- [Problemas a resolver]
1) Traduza para o inglês a frase do texto sobre o mito da Europa moderna: "Hoje, sabe-se que a filosofia existia em regiões da Ásia (como a China) e da África muito antes da existência da Grécia Clássica."
2) No texto sobre o mito da Europa moderna, que nome os próprios gregos davam à cultura grega antiga?
3) Retome o texto sobre o mito da Europa moderna a partir do ponto em que ele termina.

- [Trecho para leitura]
++++++++

O Renascimento cultural e a criação do mito
da Europa moderna
A inspiração dos renascentistas na Grécia e
em Roma clássicas acabou por criar um mito de nascimento da Europa ocidental.
Esse mito acabou por esconder as origens do próprio renascimento e ajudou a
criar uma visão mitológica sobre a vida e os costumes nas cidades gregas e
romanas.
Como os renascentistas se diziam inspirados
na cultural greco-romana, eles negavam que a Idade Média tivesse alguma
influência sobre o movimento. Mitificando a Grécia clássica como berço da
filosofia e da própria Europa Moderna, como acabou por mistificar a História do
período.
Hoje, sabe-se que a filosofia existia em
regiões da Ásia (como a China) e da África muito antes da existência da Grécia
Clássica. Também suas cidades não eram parecidas com a Europa, ou com o que
virá-a-ser o “velho continente” nos séculos seguintes. Na realidade, as cidades
gregas eram muito parecidas com as suas irmãs da Ásia Menor (costa oeste da
atual Turquia).
Os costumes gregos também são mais próximos
do mundo médio-oriental mediterrâneo do que com o mundo continental europeu. É interessante
observar que a cultura grega antiga (chamada pelos próprios gregos de “helena”) é, muitas vezes, apresentada
como mistura das tradições e culturas do médio-oriente apenas com a decadência da democracia e conquista
macedônica, isto é, no período helenístico.
A mitificação da Grécia Clássica passou também
por centrar seus estudos nas criações filosóficas-artísticas e no sistema
democrático de governo (obviamente importantíssimos enquanto objeto de estudos),
mas deixou de lado aspectos importantes da vida cotidiana das pessoas. Nesse sentido,
conforme nos mostra Catherine Salles em “Os submundos da Antiguidade”, as
cidades gregas eram locais de perdição, havia muita jogatina, bebedeiras, as
famosas festas regadas a vinhos – em algumas delas, a festa só acabava quando a
última pessoa caia de bêbada... Festas cheias de atos sexuais e outras formas
de entorpecimento da psyché (pra ser
bem discreto...) eram comuns.
Nas várias cidades gregas, havia diversas igrejas
que usavam jovens (homens, mas principalmente mulheres) para, se prostituindo
nas paredes externas dos templos, arrecadarem dinheiro para a instituição.
Cidadãos gregos também usavam escravos para arrecadarem dinheiro (no entanto,
era proibido pelas leis de Atenas, por exemplo, que um cidadão fosse colocado
nessa condição, ou seja, uma criança ou jovem grega não podia ser usada para
esse fim). Mas as crianças escravas isso era comum, e – por vezes – feita pelos
próprios pais, a fim de garantir a sobrevivência da família. Algumas mães
chegavam até a ensinar às filhas mulheres o dom de agradar um homem.

++++++++

Registros de rotulagem da localização de imagens:
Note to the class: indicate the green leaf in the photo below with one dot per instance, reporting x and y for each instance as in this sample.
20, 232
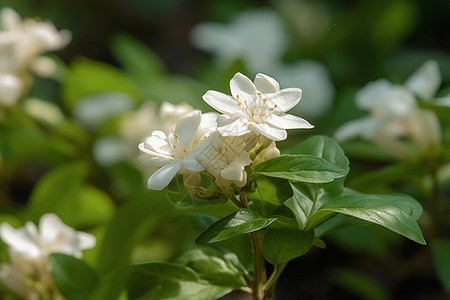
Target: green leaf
394, 23
137, 58
87, 77
443, 112
214, 267
154, 281
397, 213
441, 256
63, 192
284, 241
74, 278
269, 194
299, 168
238, 223
326, 148
58, 192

++++++++

- [Problemas resolvidos]
1) Today, it is known that philosophy existed in regions of Asia (such as China) and Africa long before Classical Greece existed.

2) Eles a chamavam de "helena".

3)
Outro aspecto do cotidiano pouco salientado era
a influência que algumas prostitutas tinham sobre pessoas importantes da época
democrática grega. O exemplo mais conhecido era de Laís, prostituta mais
conhecida de Atenas.
Outras cidades Gregas clássicas também eram diferentes
do que a imagem oficial passa delas. Por exemplo, Corinto era uma cidade
portuária bem na passagem da Ática (onde ficava Atenas) e o Peloponeso (onde
ficava Esparta), que atraía muitas pessoas com intenção de ganhar dinheiro lá.
No entanto, a cidade era um ótimo lugar... para a pessoa chegar bem de vida e
virar escrava, depois de perder tudo em jogos e prostituição.
Roma também foi mitificada. O centro da cidade
era sujo, fedido e cheio de gente. Muitos senadores patrícios reclamavam nas
sessões do Senado de ter que passar pela fedentina e multidão em meio ao cheiro
de urina, gordura queimada (vinda das barracas de frituras) e dos corpos dos
pobres que por lá ficavam. O “fascio littorio” era usado para passar nessa multidão...
O crescimento populacional
em Roma fez a cidade ultrapassar os muros de proteção e outro foi construído
mais adiante, no entorno da cidade. Os patrícios, cansados da agitação, de Roma
chegaram a construir uma cidade há alguns quilômetros de Roma: Cápua; era usada
para sair da agitação da capital.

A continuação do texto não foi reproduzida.